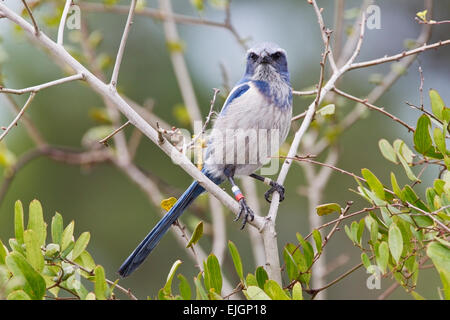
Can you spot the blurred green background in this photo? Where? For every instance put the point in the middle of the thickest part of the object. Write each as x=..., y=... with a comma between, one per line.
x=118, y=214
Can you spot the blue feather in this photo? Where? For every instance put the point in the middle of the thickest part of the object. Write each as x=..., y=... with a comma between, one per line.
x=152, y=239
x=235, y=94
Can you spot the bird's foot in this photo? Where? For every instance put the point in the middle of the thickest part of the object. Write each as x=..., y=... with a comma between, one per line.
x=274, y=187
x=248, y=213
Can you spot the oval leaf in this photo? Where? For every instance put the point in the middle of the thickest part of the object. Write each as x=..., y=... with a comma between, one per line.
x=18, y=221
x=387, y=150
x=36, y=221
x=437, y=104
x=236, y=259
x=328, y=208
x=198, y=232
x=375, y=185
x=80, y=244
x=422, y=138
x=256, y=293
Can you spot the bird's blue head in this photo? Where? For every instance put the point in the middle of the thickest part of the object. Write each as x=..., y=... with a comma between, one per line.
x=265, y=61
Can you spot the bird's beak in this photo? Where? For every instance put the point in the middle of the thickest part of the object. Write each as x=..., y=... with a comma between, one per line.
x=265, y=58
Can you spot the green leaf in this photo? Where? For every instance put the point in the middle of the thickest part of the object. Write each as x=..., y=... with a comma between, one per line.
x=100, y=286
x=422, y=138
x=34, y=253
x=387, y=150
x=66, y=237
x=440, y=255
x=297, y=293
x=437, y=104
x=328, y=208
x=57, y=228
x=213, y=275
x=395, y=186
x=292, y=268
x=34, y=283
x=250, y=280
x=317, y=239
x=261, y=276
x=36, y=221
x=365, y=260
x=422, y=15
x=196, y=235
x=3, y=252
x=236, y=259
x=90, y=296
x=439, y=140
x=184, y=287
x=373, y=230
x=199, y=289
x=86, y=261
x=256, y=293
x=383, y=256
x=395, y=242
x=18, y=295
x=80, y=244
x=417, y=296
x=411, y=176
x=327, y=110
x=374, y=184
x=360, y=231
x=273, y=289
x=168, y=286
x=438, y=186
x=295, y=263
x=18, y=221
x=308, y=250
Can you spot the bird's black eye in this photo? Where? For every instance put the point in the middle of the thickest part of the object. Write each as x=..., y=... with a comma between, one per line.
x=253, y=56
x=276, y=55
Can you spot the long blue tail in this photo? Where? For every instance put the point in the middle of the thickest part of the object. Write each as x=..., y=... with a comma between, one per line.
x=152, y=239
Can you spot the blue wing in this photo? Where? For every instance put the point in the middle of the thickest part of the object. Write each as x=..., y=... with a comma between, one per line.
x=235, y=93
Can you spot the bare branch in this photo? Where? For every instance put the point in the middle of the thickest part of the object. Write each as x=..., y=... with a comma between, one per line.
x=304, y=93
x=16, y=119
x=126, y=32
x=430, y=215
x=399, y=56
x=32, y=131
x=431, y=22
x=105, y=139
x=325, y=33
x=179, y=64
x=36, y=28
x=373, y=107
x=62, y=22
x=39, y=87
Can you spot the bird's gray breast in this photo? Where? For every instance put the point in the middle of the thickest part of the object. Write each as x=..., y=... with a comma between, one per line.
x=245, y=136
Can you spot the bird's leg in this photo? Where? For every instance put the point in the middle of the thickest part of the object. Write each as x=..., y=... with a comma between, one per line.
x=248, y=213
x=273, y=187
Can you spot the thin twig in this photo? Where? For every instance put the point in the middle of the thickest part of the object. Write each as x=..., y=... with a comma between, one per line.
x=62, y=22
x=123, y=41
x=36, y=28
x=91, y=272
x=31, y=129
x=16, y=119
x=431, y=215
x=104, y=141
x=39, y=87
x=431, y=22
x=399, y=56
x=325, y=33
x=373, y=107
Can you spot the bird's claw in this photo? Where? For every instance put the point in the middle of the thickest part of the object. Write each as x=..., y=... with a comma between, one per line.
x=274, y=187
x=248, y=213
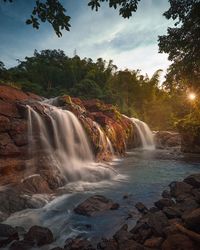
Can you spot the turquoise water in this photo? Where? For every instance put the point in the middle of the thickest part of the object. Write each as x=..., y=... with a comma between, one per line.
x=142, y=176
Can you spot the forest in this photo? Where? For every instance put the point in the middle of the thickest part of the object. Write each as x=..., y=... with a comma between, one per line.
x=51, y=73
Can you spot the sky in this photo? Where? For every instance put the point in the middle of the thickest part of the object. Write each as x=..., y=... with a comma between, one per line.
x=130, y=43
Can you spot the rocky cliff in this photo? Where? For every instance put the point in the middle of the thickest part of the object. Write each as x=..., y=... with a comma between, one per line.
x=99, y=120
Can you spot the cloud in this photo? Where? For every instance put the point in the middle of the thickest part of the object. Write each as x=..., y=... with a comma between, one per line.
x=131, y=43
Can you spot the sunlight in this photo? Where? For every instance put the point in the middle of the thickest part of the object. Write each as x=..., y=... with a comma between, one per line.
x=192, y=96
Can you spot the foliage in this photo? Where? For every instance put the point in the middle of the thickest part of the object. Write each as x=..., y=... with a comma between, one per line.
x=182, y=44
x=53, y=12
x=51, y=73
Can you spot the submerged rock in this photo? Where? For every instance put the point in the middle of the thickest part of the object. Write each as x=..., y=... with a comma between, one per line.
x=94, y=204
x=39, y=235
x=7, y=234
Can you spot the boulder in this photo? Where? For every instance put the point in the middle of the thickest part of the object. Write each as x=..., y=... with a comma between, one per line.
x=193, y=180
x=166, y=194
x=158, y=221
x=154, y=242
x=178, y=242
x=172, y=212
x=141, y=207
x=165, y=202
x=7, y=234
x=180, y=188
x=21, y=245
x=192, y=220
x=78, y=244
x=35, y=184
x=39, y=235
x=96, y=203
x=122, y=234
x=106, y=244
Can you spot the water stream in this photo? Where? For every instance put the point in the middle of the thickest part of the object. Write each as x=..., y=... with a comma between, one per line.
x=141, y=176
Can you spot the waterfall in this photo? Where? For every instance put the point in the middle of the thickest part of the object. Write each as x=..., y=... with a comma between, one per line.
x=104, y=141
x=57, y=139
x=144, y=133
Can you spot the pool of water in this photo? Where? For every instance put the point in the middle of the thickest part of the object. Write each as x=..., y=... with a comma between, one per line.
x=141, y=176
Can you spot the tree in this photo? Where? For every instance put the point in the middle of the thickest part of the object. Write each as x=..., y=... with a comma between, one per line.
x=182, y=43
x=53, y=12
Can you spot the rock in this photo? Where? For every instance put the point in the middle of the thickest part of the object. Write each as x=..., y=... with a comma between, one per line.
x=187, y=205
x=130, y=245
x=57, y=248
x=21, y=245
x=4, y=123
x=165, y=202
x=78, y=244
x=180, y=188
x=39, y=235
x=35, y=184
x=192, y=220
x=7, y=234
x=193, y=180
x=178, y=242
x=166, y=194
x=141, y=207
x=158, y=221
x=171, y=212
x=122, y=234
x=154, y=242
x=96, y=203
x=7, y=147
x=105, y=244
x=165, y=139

*-*-*

Exercise details: Your output should be the full set of entries above, restated word for word and free of pictures.

Written solution:
Can you spot the blurred green background in this photo? Where? For every instance put the point in the middle of the thickest part of the object. Write each as x=..., y=... with a comma between, one per line.
x=118, y=214
Can you spot the blue feather in this photo? Where? For every instance put the point in the middle of the thickest part of the object. Write each as x=..., y=... with a comma between, one per line.
x=152, y=239
x=235, y=94
Can you spot the bird's foot in this photo? Where? For every instance put the point in the middle of the thickest part of the object. Write each as x=..., y=... with a comma between, one per line.
x=274, y=187
x=248, y=213
Can you spot the oval leaf in this photo? Where? For every instance put the point in the middle of the thickest part of the object. Write each as x=..., y=... with a comma between, one per line.
x=18, y=221
x=387, y=150
x=36, y=221
x=437, y=104
x=236, y=259
x=328, y=208
x=198, y=232
x=375, y=185
x=80, y=244
x=422, y=138
x=256, y=293
Can you spot the bird's blue head in this photo? Where? For every instance put the point in the middle of the thickest part of the object. Write each as x=..., y=... with a comma between, one per line.
x=265, y=61
Can you spot the bird's beak in this photo? Where? For every instance put the point in the middle of the thickest part of the object. Write each as x=..., y=... with a comma between, one per line.
x=265, y=58
Can you spot the green leaf in this photo? Where? For every instance put the point in the middle of the thickest part of the object. Write each as x=..., y=... with a comma between, one per line.
x=100, y=286
x=422, y=138
x=34, y=253
x=387, y=150
x=66, y=237
x=440, y=255
x=297, y=293
x=437, y=104
x=328, y=208
x=57, y=228
x=213, y=275
x=395, y=186
x=292, y=268
x=34, y=283
x=250, y=280
x=317, y=239
x=261, y=276
x=36, y=221
x=365, y=260
x=422, y=15
x=196, y=235
x=3, y=252
x=236, y=259
x=90, y=296
x=439, y=140
x=184, y=287
x=373, y=230
x=199, y=289
x=86, y=261
x=256, y=293
x=383, y=256
x=395, y=242
x=18, y=295
x=80, y=244
x=417, y=296
x=411, y=176
x=327, y=110
x=374, y=184
x=360, y=231
x=273, y=289
x=168, y=286
x=438, y=186
x=295, y=263
x=18, y=221
x=308, y=250
Can you spot the bird's black eye in this photo? Where? For every instance put the point in the middle of the thickest part of the object. Write each as x=..., y=... with a comma between, one per line.
x=253, y=56
x=276, y=55
Can you spot the long blue tail in this photo? Where? For every instance put the point in the middle of the thickest part of the object. Write each as x=..., y=... with a comma between, one per line.
x=152, y=239
Can you spot the blue wing in this photo? Where? For every instance put the point in the middle of the thickest part of the object. Write each as x=..., y=... with a comma between, one per line.
x=235, y=93
Can you spot the bare branch in this photo? Where? For every instance put the point in the middle of the thickest part of the object. Write each as x=..., y=... with a comma between, one per line.
x=304, y=93
x=16, y=119
x=126, y=32
x=430, y=215
x=399, y=56
x=32, y=131
x=431, y=22
x=105, y=139
x=325, y=33
x=179, y=64
x=36, y=28
x=373, y=107
x=62, y=22
x=39, y=87
Can you spot the bird's gray breast in this photo? Where? For every instance put the point in the middle of the thickest part of the object. Write each as x=..., y=... with a comma between, one per line.
x=245, y=136
Can you spot the bird's leg in this photo? Where? For every instance put the point in the middle of the thickest part of the object. Write each as x=..., y=... with a comma between, one per line.
x=248, y=213
x=273, y=187
Can you spot the thin twig in this photo? Where? For every instance put the point in the middle of the thickest part of the object. Write each as x=..., y=... with a comma between, one per line.
x=62, y=22
x=123, y=41
x=36, y=28
x=91, y=272
x=31, y=129
x=16, y=119
x=431, y=215
x=104, y=141
x=39, y=87
x=431, y=22
x=399, y=56
x=325, y=33
x=373, y=107
Can you spot the bird's claw in this photo? Where? For every instance put the point in the middle of the thickest part of the object. Write each as x=..., y=... with a comma between, one per line.
x=274, y=187
x=248, y=213
Can you spot the turquoise water in this photo? Where? For every instance put the point in the middle of the thickest part of the object. Write each as x=..., y=... with a comma between, one per line.
x=142, y=176
Can you spot the forest in this photo? Where? For every instance put the point in the middle of the thickest part of the object. Write each as x=..., y=... with a comma between, one per line.
x=51, y=73
Can you spot the sky in this photo? Where? For every instance put the point in the middle of the thickest part of the object. Write each as x=..., y=... with a comma between, one per line.
x=130, y=43
Can you spot the rocky cliff in this photo? Where? For every instance put the point in the middle of the thickest part of the object. Write each as x=..., y=... with a comma between, one per line.
x=99, y=120
Can you spot the cloud in this photo? Where? For every instance put the point in the middle of the thickest part of the object. Write each as x=..., y=... with a comma between, one per line.
x=131, y=43
Can you spot the sunlight in this photo? Where? For every instance put the point in the middle of the thickest part of the object. Write each as x=..., y=... with a comma between, one per line.
x=192, y=96
Can you spot the foliage in this photo? Where? For every instance put the point in the middle of the thickest part of the object. Write each as x=..., y=... with a comma between, one per line.
x=182, y=44
x=53, y=12
x=51, y=73
Can you spot the submerged rock in this photo? Where? For every instance put the point in the middle of the thickest part of the object. Write each as x=..., y=... with a comma between, one per line.
x=94, y=204
x=39, y=235
x=7, y=234
Can you spot the boulder in this photo? Where? For every instance put the point in the middle of the thickest part of the object. Write each as x=..., y=... with a comma between, one per line.
x=193, y=180
x=166, y=194
x=158, y=221
x=154, y=242
x=178, y=242
x=172, y=212
x=141, y=207
x=165, y=202
x=7, y=234
x=180, y=188
x=21, y=245
x=192, y=220
x=78, y=244
x=35, y=184
x=39, y=235
x=96, y=203
x=122, y=234
x=106, y=244
Can you spot the water stream in this photo? Where? For every instance put the point in the middle of the thickest part of the object. Write each as x=..., y=... with a comma between, one per line.
x=141, y=176
Can you spot the waterfall in this photo? Where? For every instance put the point in the middle of the thickest part of the object. Write each as x=..., y=... with a comma between, one per line.
x=104, y=141
x=57, y=139
x=144, y=133
Can you spot the pool of water in this photo? Where? For every instance put the point in the middle of the thickest part of the object. Write each as x=..., y=... with a comma between, one per line.
x=141, y=176
Can you spot the tree in this photo? Where? For every instance put the point in the middle of the thickest part of the object. Write each as x=..., y=... with a comma between, one per line.
x=182, y=43
x=53, y=12
Can you spot the rock in this photo? Where? For every instance put the point in the middle of the thickest part of the object. Write each as x=..., y=... with a comma between, one per line.
x=187, y=205
x=130, y=245
x=57, y=248
x=21, y=245
x=4, y=123
x=165, y=202
x=78, y=244
x=180, y=188
x=39, y=235
x=35, y=184
x=192, y=220
x=7, y=234
x=193, y=180
x=178, y=242
x=166, y=194
x=141, y=207
x=158, y=221
x=171, y=212
x=122, y=234
x=154, y=242
x=96, y=203
x=7, y=147
x=105, y=244
x=165, y=139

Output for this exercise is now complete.